▶ Dokumenttext
Nach der Rückkehr aus Sankt Petersburg verhandeln wir mit dem Hafenmeister um einen besseren Liegeplatz, verlegen das Boot und starten eine große Wäsche – mit der Waschmaschine im Hafen und mit einem uns freundlicherweise dauer-geliehenen Washboy.
Später scheint die Sonne und wir sitzen unter Deck als wir draußen Bootsgeräusche und Rufe hören.
Es sind Matti und Riitta, die Finnen aus Klaipeda und Liepaja, mit Ihrem Boot Amber. Sie waren inzwischen auf Gotland (Schweden) und haben von Marinetraffic den Tip bekommen, daß wir hier sein würden. Sie waren schon oft hier und kennen einen noch besseren und außerdem billigeren Liegeplatz im Kalev Jahtklubi auf der anderen Seite des Hafens. Wir fahren bei Ihnen an Bord hin, vorbei am Olympiasymbol, und holen später unser Boot nach.
Das Wetter is prima und wir verbringen ein paar nette Tage in Tallinn. Matti und Riita zeigen uns das älteste Cafe der Stadt und das Rathaus, das keine Kirche ist
Es geht zur Aussichtsplattform, wo diese Möve den ganzen Tag als Fotomodell herumsteht und sich fütten läßt, und in eine orthodoxe Kirche mit Zwiebeltürmen.
Der nächste Tag bedeutet Aufregung für Emma, denn sie hält per Skype ein Referat vor ihrer Klasse und berichtet von der bisherigen Reise.
Im Klassenraum gibt es ein Smartboard, so daß alle gut sehen können. Zu Beginn rufen alle Klassenkameraden „Wir vermissen Dich Emma“. Über eine Stunde lang erzählt sie, zeigt mehr als 100 Fotos und beantwortet Fragen. Vielen Dank an die Klasse für soviel Geduld.

▶ Schriftliche Aufgabe 1
Schreibe den Text über die Tage in Tallinn vollständig und Wort für Wort ab.
Text und Liste sind getrenntes Material ohne Bezug zueinander.

▶ Bereitgestellte Daten
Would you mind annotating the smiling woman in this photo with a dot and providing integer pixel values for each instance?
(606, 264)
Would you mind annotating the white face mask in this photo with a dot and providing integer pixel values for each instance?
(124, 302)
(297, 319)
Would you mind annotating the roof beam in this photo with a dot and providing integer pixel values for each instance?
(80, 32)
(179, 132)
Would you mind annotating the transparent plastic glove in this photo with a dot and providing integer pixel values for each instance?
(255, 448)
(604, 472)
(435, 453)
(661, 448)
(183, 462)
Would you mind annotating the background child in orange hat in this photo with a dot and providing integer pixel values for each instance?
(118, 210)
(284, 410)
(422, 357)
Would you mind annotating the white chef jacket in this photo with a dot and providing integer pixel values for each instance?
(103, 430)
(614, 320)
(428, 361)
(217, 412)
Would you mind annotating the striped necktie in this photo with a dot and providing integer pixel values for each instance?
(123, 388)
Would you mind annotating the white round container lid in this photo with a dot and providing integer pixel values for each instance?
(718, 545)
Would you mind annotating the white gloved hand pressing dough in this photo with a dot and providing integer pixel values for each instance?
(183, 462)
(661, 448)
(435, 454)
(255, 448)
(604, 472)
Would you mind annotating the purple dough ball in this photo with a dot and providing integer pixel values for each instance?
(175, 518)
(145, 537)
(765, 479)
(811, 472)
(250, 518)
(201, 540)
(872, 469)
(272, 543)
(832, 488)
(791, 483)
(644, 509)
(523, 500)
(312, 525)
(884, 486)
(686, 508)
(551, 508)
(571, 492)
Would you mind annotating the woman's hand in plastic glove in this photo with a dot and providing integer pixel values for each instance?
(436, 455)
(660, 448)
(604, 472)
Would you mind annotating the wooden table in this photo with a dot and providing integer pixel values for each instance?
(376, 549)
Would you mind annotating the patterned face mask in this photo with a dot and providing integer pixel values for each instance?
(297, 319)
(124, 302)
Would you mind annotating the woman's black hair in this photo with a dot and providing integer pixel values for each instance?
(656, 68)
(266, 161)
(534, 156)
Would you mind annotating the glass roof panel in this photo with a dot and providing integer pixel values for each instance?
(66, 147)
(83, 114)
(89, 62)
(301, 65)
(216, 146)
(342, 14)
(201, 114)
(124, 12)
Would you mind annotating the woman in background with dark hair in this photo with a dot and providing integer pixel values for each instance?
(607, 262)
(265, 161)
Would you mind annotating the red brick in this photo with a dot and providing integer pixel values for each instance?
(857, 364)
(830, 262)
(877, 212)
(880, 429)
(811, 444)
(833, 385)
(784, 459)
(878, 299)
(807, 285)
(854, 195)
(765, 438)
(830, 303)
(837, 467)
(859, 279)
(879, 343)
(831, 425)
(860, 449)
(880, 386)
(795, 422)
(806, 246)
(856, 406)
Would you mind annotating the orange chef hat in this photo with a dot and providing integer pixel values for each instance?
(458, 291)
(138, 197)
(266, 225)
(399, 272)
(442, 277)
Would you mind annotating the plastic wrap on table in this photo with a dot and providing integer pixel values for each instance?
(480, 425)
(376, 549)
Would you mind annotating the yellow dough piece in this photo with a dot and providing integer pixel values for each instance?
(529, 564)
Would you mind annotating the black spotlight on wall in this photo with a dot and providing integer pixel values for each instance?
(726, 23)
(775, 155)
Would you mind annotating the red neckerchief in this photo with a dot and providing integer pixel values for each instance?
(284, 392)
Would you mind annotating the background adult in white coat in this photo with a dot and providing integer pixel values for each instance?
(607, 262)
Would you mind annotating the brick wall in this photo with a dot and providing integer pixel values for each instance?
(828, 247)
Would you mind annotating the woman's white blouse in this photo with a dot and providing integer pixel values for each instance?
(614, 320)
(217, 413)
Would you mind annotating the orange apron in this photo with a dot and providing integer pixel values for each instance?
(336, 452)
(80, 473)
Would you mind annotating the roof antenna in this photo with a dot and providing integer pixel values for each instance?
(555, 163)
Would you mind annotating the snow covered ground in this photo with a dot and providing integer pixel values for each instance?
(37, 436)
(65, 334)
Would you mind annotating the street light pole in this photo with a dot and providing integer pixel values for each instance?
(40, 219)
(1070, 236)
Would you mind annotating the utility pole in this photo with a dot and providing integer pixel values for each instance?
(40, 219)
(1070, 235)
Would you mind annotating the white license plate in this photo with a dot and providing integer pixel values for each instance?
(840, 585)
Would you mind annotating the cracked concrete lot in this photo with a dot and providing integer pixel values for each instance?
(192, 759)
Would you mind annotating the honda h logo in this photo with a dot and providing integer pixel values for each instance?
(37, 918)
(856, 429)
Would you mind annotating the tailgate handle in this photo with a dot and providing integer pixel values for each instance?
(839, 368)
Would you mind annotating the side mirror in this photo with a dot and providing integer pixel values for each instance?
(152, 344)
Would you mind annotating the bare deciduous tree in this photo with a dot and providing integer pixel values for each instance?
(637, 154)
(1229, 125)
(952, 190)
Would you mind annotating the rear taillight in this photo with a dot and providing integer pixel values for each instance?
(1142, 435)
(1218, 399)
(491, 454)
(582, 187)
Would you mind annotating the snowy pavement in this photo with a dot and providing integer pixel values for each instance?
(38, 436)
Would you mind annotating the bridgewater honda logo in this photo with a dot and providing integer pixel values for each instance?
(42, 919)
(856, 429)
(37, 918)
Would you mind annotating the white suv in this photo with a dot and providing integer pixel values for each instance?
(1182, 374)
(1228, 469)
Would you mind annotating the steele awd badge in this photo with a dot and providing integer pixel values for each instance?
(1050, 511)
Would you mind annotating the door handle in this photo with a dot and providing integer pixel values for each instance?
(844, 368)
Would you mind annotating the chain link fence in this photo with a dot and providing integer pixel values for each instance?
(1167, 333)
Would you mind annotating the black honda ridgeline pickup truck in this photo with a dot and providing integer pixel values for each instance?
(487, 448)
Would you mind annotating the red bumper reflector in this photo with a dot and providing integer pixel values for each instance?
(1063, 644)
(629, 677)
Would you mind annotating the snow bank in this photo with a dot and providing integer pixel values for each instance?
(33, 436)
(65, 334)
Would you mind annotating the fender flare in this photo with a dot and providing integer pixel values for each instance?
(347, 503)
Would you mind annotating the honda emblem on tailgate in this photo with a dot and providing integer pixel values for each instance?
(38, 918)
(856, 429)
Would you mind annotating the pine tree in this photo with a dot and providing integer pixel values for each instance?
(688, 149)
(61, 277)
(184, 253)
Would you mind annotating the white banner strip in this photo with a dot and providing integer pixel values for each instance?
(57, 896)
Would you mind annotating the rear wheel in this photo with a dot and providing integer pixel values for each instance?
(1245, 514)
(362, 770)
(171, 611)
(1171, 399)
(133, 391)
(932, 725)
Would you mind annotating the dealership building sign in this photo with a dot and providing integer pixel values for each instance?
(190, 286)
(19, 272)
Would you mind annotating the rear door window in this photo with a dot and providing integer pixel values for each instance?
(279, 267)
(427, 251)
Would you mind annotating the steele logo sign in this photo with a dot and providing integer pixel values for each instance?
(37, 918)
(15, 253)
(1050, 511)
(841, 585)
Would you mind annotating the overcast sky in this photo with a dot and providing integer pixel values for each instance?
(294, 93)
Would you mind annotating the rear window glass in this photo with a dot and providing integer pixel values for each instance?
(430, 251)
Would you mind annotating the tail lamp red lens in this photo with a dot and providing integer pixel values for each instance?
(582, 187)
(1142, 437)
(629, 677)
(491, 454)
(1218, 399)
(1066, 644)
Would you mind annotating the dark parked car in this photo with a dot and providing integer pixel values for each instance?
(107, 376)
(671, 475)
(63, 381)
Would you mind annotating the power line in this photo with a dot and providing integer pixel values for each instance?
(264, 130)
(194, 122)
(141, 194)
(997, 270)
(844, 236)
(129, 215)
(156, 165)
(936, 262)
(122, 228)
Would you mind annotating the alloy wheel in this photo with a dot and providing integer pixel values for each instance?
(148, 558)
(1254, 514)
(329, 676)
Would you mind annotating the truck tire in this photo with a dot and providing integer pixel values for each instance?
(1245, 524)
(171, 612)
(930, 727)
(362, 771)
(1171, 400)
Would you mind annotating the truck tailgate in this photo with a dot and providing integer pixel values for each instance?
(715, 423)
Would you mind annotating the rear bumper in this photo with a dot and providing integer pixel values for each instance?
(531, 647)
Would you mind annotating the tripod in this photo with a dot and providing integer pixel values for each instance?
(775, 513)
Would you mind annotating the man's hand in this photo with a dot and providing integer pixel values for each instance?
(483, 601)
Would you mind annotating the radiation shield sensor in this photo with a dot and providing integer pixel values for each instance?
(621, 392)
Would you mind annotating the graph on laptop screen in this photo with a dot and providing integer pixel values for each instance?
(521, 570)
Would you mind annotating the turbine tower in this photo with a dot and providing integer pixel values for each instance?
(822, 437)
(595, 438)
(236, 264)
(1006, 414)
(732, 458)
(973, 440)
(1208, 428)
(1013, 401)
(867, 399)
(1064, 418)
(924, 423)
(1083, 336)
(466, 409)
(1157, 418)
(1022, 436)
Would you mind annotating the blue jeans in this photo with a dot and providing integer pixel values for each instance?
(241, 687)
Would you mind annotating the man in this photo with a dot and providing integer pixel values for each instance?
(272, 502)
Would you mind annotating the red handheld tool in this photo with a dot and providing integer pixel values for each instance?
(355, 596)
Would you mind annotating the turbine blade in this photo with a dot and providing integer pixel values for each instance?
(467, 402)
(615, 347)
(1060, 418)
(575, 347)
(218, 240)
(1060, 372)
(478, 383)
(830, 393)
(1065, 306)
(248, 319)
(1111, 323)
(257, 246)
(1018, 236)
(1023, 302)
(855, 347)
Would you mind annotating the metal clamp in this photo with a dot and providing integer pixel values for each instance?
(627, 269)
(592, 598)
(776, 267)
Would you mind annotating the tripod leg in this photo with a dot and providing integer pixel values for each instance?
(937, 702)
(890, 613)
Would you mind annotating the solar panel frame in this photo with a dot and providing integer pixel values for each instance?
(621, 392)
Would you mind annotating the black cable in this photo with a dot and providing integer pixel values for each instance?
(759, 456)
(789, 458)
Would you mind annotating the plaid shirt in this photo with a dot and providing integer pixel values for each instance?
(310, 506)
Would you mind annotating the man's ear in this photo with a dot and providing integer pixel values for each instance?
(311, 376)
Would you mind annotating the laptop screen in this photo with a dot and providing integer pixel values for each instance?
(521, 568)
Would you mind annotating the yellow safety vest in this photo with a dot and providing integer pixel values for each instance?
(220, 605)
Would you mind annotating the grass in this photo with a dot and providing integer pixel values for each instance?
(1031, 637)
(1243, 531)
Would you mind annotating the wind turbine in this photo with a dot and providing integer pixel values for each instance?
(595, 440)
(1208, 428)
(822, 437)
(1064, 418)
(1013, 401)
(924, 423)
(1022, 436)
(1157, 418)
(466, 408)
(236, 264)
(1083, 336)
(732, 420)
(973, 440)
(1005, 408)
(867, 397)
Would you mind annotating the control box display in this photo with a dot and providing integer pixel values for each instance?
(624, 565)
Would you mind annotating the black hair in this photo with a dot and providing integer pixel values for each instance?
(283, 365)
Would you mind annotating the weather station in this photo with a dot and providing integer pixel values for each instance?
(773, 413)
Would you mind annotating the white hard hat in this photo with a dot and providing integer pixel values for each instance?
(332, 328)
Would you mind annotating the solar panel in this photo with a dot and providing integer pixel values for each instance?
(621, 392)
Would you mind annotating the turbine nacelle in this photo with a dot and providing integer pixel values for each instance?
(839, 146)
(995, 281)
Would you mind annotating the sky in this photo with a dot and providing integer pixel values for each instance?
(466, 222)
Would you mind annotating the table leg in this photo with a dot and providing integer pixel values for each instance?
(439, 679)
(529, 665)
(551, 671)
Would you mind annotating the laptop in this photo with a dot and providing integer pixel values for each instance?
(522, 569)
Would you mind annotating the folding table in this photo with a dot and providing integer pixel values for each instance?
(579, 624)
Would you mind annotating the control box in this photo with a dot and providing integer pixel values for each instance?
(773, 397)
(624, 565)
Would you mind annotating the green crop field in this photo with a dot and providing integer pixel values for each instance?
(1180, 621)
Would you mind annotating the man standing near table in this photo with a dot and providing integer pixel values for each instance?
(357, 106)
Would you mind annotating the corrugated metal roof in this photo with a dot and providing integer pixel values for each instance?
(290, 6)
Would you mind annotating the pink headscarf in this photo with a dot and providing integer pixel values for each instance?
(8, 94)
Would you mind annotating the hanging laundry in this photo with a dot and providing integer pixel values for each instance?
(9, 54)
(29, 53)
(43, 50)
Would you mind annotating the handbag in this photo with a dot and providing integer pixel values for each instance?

▶ Schriftliche Aufgabe 2
Finde in der Liste jede Zeile, in der die Zeichenfolge „face“ vorkommt, und gib diese Zeilen unverändert wieder. Groß- und Kleinschreibung zählt.

▶ Fertige Antwort 1
Nach der Rückkehr aus Sankt Petersburg verhandeln wir mit dem Hafenmeister um einen besseren Liegeplatz, verlegen das Boot und starten eine große Wäsche – mit der Waschmaschine im Hafen und mit einem uns freundlicherweise dauer-geliehenen Washboy.
Später scheint die Sonne und wir sitzen unter Deck als wir draußen Bootsgeräusche und Rufe hören.
Es sind Matti und Riitta, die Finnen aus Klaipeda und Liepaja, mit Ihrem Boot Amber. Sie waren inzwischen auf Gotland (Schweden) und haben von Marinetraffic den Tip bekommen, daß wir hier sein würden. Sie waren schon oft hier und kennen einen noch besseren und außerdem billigeren Liegeplatz im Kalev Jahtklubi auf der anderen Seite des Hafens. Wir fahren bei Ihnen an Bord hin, vorbei am Olympiasymbol, und holen später unser Boot nach.
Das Wetter is prima und wir verbringen ein paar nette Tage in Tallinn. Matti und Riita zeigen uns das älteste Cafe der Stadt und das Rathaus, das keine Kirche ist
Es geht zur Aussichtsplattform, wo diese Möve den ganzen Tag als Fotomodell herumsteht und sich fütten läßt, und in eine orthodoxe Kirche mit Zwiebeltürmen.
Der nächste Tag bedeutet Aufregung für Emma, denn sie hält per Skype ein Referat vor ihrer Klasse und berichtet von der bisherigen Reise.
Im Klassenraum gibt es ein Smartboard, so daß alle gut sehen können. Zu Beginn rufen alle Klassenkameraden „Wir vermissen Dich Emma“. Über eine Stunde lang erzählt sie, zeigt mehr als 100 Fotos und beantwortet Fragen. Vielen Dank an die Klasse für soviel Geduld.

▶ Fertige Antwort 2
Would you mind annotating the white face mask in this photo with a dot and providing integer pixel values for each instance?
Would you mind annotating the patterned face mask in this photo with a dot and providing integer pixel values for each instance?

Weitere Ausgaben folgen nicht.